>> begin Supplied text

- Racing silks of Jacqueline Getty
- Sire: Le Fabuleux
- Grandsire: Wild Risk
- Dam: Nalee
- Damsire: Nashua
- Sex: Stallion
- Foaled: 30 March 1973
- Country: United States
- Colour: Bay
- Breeder: Mrs G M Humphrey
- Owner: Jacqueline Getty Phillips J. R. Fluor
- Trainer: Vincent O'Brien Stephen A. DiMauro
- Record: 17: 5-2-0

Major wins
- Ballysax Stakes (1976) Nijinsky Stakes (1976) Gallinule Stakes (1976) Irish St. Leger (1976) Hardwicke Stakes (1977)

Awards
- Top-rated Irish-trained older horse (1977) Timeform rating 92p (1975), 128 (1976), 129 (1977)

= Meneval =

American-bred Thoroughbred racehorse

Meneval (30 March 1973 - after 1995) was an American-bred Thoroughbred racehorse and sire. Bred in Kentucky and sent to race in Ireland as a yearling and showed considerable promise when finishing second on his only start as a two-year-old in 1975. In the following year he was undefeated in four starts, winning the Ballysax Stakes, Nijinsky Stakes and Gallinule Stakes in spring and then returning after a lengthy break to record his biggest victory in the Irish St. Leger. As a four-year-old he won the Hardwicke Stakes but failed to live up to expectations that he would become a leading contender for the Prix de l'Arc de Triomphe. He failed to reproduce his European form when campaigned in the United States in 1978. He later stood as a breeding stallion in the United States and Ireland but had little success as a sire of winners.

>> end Supplied text

__Tasks for this exercise__
[1] Report every line in the listing below that contains the string "door", copying each one in full. Case counts.
[2] Extend the article on the racehorse Meneval, picking up after its final sentence.

>> begin Working data

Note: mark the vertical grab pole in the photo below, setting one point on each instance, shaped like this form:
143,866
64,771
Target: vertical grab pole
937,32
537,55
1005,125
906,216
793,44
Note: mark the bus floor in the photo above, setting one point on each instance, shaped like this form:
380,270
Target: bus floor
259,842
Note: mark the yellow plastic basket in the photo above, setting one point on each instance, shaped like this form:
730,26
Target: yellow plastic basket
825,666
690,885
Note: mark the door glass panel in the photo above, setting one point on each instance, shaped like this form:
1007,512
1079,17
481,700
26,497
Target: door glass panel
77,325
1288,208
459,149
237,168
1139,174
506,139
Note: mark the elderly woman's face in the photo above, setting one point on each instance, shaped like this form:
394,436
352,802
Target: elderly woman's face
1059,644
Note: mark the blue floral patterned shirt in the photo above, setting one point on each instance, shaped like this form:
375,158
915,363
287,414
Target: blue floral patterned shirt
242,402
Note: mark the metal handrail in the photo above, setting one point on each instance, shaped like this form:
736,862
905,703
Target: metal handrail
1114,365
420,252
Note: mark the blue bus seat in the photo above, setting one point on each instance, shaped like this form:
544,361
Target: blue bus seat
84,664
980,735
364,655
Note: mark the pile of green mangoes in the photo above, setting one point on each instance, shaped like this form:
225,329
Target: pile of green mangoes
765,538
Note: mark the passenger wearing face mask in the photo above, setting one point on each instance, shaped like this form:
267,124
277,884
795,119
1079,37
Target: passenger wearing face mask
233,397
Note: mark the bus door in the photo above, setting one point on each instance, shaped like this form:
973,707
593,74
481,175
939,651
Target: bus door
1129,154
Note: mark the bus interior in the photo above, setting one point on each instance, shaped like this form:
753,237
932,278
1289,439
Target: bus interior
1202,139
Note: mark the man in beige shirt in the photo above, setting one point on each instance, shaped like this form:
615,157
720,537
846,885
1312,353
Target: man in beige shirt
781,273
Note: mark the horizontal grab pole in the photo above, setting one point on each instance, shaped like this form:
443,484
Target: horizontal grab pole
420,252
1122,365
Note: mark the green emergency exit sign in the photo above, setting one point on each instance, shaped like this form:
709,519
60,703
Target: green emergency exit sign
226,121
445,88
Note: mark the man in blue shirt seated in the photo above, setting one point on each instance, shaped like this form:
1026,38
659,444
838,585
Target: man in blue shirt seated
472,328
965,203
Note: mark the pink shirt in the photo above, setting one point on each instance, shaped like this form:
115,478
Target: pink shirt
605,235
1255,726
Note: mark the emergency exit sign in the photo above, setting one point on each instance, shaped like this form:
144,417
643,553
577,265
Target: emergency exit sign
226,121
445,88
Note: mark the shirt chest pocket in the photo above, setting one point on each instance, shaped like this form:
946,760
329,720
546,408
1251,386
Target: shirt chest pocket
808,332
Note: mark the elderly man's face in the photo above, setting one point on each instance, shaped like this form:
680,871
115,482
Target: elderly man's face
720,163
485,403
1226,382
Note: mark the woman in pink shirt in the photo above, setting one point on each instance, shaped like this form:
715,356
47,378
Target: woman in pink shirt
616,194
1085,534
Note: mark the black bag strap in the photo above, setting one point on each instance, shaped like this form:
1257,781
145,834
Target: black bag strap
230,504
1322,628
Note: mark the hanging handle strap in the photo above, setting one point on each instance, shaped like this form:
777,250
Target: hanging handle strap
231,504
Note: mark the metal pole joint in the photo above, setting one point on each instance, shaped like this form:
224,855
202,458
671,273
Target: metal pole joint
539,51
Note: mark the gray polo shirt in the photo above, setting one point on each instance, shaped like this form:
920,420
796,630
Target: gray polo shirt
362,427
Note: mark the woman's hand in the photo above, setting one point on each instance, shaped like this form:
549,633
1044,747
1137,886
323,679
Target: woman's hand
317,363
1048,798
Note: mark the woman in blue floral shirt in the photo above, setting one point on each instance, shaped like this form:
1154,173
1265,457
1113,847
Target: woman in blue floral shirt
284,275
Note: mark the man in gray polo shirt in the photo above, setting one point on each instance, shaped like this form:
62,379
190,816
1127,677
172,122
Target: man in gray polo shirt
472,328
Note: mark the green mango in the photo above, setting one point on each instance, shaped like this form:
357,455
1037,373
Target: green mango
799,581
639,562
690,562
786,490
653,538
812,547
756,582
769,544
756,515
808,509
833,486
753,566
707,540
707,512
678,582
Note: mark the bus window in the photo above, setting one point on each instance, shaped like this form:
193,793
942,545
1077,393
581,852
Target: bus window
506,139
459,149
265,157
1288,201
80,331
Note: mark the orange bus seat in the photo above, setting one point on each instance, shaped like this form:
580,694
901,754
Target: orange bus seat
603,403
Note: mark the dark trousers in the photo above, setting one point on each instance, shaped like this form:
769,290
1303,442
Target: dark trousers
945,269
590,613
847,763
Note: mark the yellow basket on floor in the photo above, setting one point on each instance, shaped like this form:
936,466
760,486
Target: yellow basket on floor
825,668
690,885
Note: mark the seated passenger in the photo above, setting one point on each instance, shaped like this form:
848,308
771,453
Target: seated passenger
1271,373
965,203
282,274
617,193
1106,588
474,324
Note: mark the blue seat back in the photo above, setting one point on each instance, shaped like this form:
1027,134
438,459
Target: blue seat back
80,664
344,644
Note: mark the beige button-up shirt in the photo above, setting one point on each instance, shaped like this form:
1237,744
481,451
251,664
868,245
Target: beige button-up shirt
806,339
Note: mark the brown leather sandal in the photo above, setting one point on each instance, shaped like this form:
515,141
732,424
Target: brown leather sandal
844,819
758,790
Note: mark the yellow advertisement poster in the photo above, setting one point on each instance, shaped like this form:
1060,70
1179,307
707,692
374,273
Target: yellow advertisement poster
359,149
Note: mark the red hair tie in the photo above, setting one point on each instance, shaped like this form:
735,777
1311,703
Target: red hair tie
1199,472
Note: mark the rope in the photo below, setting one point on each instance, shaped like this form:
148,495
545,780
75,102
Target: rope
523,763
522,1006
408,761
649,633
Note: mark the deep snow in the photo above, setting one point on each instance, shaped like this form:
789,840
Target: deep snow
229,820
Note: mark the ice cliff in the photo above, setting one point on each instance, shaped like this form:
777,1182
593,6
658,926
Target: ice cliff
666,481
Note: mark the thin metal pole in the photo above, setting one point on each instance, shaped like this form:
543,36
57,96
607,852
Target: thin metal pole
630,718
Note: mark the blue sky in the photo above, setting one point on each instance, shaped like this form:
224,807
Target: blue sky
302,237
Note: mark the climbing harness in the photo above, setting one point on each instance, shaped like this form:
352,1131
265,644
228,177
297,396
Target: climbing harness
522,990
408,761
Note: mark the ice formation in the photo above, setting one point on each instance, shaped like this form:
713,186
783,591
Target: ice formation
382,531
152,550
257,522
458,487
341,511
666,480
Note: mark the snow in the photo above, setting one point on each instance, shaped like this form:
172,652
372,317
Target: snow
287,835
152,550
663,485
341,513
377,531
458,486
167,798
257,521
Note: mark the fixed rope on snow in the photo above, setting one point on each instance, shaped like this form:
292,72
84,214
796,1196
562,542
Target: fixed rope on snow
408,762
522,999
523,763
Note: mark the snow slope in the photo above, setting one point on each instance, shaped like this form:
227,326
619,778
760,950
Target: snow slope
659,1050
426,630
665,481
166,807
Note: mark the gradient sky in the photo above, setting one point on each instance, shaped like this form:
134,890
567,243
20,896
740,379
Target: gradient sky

>> end Working data

__Answers in order__
[1]
Note: mark the door glass panel in the photo above, setting one point on each instance, shaped like this form:
Target: door glass panel
Note: mark the bus door in the photo above, setting one point on each instance, shaped like this form:
Target: bus door

[2]
==Background==
Meneval was a "strong, very good-looking" bay horse with a small white star bred in Kentucky by Mrs G M Humphrey. As a yearling he was put up for auction at Keeneland and bought for $170,000 by representatives of Mrs George Getty II. He was subsequently sent to Europe to train under Vincent O'Brien at Ballydoyle.

His sire Le Fabuleux was a successful French racehorse who won the Prix du Jockey Club in 1964 and went on to sire several good winners including Dauphin Fabuleux and Effervescing. Meneval's dam Nalee won the Black-Eyed Susan Stakes and came from an outstanding family, being a daughter of Levee and a full-sister to Shuvee.

==Racing career==
===1975: two-year-old season===
Meneval made his racecourse debut in a maiden race over one mile at Leopardstown Racecourse in October in which he started at odds of 33/1 and finished second to his stablemate Semenenko. The independent Timeform organisation gave him a rating of 92 p (the "p" indicating that he was likely to make significant improvement) and commented that he was "sure to win races".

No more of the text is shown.